**Excerpted text**
Reputation: 511
I am working on a project which use svn. I checkout the latest version of it in a directory (using svn checkout http://url /path/to/dest
). I've done some modification, so I svn add
the modified files, and then svn commit
the changes.
Unfortunately, I did the change on the wrong branch. Right now what I'm trying to do is to svn update to a specific commit in another branch, using svn update -r 1234
, and I get the following error message:
svn: E160005: Target path '/dev/branches/project' does not exist
I switched to the correct branch with svn switch http://url
, and I still get the same error message. How can I properly revert to that commit ?
Upvotes: 0
Views: 233
Reputation: 55573
I think there are multiple problems with your approach.
First, the changes you commit in Subversion are irreversible¹, so the first thing you should do is to actually "undo" the effects of the wrong commit.
Since any commit can be considered "a patch" which specified what and how to change—compared to the state of the repository preceding the commit, to undo the changes introduced by a commit you record another commit which has changes exactly reverse to those in the original commit.
This is done by merging your wrong commit again but you tell Subversion to apply its changes in reverse—see this for more info.
Second, you want the wrong commit to appear on another branch. This is called "cherry-picking": you want to bring a particular change recorded elsewhere onto another branch.
Here is how it's done.
¹ From the client, that is. It's possible to perform special surgery on the physical repository using specialized tools. But I think this is not what we want to do here.

**What is being asked**
Answer these questions from the svn branch discussion:
1. What error message appears after running svn update -r 1234?
2. What term does the reply use for bringing a change recorded elsewhere onto another branch?
3. According to the footnote, from where are committed changes irreversible?

[Stored data entries]

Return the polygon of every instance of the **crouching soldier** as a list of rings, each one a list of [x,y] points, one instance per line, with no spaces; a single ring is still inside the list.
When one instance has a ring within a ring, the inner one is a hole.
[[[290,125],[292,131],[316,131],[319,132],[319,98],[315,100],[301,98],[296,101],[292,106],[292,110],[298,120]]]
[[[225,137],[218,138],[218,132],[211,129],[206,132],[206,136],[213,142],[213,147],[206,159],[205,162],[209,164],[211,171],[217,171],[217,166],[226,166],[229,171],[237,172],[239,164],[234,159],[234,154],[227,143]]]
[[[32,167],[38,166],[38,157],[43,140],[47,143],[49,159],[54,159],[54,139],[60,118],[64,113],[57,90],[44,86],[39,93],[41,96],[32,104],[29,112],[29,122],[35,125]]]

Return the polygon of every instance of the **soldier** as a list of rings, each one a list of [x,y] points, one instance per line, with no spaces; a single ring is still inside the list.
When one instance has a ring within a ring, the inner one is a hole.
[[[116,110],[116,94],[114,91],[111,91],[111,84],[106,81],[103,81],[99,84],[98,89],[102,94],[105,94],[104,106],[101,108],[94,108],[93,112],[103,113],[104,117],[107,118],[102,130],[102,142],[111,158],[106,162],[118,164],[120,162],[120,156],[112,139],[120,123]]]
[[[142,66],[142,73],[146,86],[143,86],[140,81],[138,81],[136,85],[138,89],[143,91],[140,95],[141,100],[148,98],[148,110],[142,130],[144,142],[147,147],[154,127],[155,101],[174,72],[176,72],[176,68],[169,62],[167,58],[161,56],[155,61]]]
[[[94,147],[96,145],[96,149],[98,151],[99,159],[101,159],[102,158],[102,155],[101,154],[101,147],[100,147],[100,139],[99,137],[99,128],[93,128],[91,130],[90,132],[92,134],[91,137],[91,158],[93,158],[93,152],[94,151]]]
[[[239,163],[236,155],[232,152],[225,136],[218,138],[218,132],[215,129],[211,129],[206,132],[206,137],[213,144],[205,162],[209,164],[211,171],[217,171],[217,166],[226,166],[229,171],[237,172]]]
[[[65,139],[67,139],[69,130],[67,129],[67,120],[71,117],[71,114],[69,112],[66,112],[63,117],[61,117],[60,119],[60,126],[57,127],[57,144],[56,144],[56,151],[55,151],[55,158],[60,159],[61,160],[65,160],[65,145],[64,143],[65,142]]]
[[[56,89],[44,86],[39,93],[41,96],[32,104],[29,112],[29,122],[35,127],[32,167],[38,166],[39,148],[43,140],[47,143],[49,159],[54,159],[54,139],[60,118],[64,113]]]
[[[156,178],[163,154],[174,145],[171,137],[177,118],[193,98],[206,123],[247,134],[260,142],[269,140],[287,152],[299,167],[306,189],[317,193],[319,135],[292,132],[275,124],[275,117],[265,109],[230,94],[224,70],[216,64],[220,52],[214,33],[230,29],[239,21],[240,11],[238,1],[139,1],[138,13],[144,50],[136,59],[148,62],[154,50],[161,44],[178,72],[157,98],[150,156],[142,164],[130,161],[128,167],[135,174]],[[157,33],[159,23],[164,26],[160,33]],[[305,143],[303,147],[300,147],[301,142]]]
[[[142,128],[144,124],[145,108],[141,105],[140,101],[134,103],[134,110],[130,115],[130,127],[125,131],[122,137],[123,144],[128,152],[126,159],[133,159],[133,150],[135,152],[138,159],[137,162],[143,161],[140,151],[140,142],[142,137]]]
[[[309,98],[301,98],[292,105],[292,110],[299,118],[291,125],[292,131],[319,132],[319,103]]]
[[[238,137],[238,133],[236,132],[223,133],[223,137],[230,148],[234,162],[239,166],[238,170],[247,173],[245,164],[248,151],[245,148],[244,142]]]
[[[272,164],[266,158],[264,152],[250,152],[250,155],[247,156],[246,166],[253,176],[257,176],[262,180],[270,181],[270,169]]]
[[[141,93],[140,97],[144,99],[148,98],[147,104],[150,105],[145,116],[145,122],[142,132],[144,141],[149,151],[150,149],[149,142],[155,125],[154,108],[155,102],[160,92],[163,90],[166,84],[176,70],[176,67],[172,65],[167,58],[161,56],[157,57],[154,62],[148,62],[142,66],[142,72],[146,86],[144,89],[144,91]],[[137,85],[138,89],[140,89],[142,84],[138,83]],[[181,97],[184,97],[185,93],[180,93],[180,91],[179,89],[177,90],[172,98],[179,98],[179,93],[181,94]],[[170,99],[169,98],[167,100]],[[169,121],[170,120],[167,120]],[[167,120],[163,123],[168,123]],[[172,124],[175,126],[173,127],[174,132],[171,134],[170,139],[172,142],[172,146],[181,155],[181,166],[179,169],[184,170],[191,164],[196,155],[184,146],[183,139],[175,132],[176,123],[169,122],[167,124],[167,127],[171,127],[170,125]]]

**Result of this exercise**
1. svn: E160005: Target path '/dev/branches/project' does not exist
2. Cherry-picking
3. From the client